» The problem
Could you give the material again from the line with "In the photo above, where can the white roof" up to and including the line with "point(348, 192)", switching "dark grey" to "charcoal" and changing nothing else?

» Supplied data

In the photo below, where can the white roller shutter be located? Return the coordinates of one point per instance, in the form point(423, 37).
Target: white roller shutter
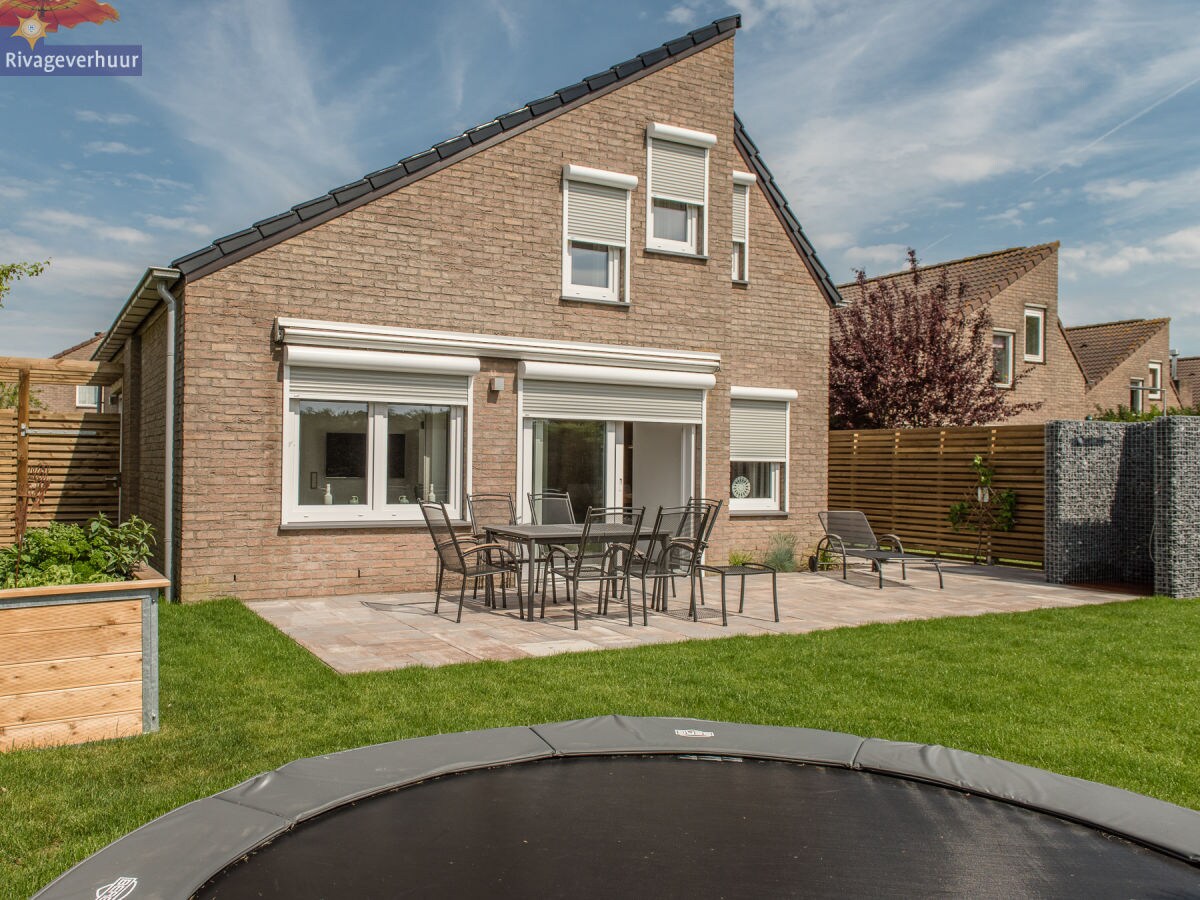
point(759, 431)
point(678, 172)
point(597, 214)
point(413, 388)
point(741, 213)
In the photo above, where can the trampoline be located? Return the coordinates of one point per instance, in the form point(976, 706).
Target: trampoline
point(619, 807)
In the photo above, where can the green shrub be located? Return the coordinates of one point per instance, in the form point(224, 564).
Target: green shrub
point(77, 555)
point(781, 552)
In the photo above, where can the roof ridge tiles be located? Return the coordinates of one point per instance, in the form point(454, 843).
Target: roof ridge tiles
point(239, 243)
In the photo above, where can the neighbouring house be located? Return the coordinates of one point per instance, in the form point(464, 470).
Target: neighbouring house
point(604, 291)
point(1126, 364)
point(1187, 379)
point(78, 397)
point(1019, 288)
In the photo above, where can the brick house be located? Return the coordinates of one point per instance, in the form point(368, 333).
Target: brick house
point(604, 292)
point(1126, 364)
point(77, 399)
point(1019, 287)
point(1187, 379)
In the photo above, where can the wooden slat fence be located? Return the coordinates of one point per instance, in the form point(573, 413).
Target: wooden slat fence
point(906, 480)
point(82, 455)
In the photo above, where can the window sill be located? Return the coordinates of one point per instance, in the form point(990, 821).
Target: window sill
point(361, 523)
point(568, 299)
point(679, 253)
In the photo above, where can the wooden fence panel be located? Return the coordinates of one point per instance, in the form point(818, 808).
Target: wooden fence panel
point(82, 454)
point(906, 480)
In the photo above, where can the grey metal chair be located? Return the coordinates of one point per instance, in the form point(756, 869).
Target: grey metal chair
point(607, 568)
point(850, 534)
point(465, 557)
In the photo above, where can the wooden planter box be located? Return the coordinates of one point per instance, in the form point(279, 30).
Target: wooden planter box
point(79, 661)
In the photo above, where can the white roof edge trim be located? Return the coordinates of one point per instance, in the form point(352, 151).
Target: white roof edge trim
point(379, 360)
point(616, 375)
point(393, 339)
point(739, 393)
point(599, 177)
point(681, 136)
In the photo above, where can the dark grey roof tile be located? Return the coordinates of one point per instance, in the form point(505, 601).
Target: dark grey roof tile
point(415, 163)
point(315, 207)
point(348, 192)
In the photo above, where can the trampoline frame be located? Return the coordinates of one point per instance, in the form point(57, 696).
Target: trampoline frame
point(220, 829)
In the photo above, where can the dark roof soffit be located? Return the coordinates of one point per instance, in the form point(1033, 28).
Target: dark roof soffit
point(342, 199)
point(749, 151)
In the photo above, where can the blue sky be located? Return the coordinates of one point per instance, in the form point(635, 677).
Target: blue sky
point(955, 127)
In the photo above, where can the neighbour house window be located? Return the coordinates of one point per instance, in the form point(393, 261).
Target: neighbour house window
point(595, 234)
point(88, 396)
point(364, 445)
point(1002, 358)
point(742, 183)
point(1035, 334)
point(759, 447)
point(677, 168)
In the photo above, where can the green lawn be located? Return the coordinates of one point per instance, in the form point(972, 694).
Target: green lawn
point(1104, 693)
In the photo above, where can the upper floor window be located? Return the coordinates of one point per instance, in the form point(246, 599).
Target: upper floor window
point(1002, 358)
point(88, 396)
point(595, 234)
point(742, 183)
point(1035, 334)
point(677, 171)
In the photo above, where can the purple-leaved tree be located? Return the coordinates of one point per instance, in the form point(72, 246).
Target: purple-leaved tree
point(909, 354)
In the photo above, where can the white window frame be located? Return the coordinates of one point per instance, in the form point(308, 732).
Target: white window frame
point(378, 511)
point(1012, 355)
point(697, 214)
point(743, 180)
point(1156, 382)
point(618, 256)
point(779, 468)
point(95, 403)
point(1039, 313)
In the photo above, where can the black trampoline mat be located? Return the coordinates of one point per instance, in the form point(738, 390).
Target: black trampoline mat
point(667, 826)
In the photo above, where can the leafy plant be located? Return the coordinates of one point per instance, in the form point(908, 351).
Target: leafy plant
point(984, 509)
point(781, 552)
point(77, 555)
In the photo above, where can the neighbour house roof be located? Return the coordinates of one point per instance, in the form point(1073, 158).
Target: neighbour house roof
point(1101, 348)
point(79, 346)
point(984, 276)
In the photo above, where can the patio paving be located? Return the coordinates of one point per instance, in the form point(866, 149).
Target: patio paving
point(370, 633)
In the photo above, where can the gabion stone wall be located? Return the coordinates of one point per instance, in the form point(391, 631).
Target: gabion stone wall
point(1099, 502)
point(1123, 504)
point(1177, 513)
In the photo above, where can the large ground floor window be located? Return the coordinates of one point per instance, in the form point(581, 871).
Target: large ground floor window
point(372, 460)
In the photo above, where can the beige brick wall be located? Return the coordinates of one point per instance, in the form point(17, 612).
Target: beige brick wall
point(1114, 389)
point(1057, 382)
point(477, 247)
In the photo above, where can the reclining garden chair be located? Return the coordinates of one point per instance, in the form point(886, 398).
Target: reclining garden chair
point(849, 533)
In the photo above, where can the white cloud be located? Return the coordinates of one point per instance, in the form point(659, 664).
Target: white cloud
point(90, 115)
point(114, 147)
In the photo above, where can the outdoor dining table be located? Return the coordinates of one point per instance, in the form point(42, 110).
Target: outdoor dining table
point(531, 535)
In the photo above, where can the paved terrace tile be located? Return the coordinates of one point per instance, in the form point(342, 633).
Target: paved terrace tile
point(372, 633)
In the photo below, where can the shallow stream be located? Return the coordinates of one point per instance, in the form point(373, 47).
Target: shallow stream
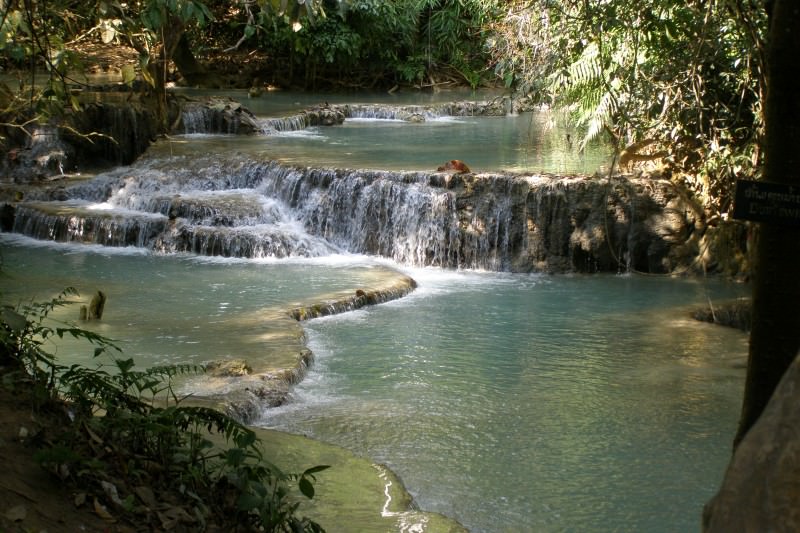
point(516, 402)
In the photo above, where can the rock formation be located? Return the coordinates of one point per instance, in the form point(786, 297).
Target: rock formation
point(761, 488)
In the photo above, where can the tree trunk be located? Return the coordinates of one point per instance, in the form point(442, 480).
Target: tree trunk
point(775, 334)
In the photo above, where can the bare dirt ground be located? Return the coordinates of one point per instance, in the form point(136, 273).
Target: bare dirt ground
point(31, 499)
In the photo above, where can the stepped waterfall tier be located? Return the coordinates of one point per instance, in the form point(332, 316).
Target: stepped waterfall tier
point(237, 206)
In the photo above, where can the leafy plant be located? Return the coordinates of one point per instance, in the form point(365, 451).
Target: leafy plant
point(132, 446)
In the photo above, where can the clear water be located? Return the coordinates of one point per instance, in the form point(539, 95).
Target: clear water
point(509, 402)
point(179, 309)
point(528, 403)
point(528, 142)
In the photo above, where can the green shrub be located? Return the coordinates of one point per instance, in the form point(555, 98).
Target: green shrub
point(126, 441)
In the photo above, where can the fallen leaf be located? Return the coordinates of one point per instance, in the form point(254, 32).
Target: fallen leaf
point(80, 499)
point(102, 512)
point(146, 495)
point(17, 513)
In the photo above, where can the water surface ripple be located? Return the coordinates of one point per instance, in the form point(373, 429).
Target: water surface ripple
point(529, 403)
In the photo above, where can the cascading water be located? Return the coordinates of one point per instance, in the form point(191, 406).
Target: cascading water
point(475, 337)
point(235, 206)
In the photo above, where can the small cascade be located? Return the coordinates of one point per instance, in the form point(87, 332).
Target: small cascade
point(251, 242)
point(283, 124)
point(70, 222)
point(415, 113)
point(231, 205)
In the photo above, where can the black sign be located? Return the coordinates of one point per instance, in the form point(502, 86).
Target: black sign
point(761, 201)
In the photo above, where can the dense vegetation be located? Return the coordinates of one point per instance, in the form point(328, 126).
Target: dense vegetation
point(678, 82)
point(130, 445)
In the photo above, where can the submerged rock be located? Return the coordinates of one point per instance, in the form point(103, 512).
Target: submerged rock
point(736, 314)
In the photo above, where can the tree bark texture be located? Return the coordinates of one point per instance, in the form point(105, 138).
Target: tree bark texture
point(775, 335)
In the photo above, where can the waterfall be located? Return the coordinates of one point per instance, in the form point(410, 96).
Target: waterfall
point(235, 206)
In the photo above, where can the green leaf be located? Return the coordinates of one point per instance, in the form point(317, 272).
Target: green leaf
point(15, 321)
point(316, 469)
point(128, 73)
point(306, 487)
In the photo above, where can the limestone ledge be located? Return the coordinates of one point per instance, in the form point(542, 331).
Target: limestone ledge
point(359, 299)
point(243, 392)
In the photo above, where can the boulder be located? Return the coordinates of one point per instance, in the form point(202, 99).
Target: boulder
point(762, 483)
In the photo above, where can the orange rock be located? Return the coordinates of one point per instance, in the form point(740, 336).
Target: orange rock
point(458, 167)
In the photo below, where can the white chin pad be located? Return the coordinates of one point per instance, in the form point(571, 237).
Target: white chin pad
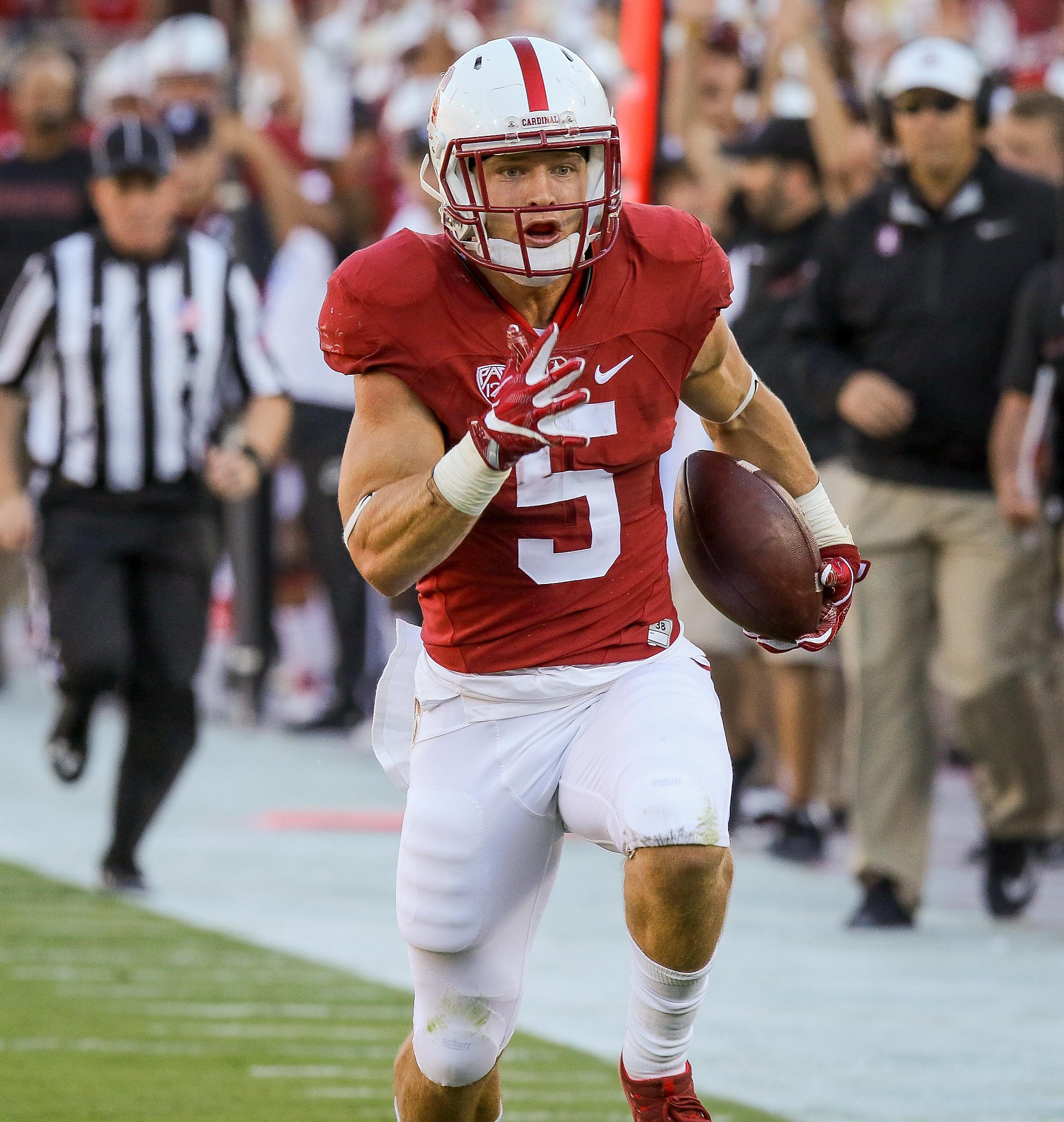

» Exercise solution
In the photo above, where can the white roof edge trim be located? Return the coordinates of one point per instance, in the form point(352, 151).
Target: white roof edge trim
point(379, 360)
point(616, 375)
point(393, 339)
point(739, 393)
point(599, 177)
point(681, 136)
In the photo above, where can the charcoal roof tile be located? Return the coordinates of one point per instance, in the form point(505, 601).
Target: charcoal roof tile
point(415, 163)
point(315, 207)
point(348, 192)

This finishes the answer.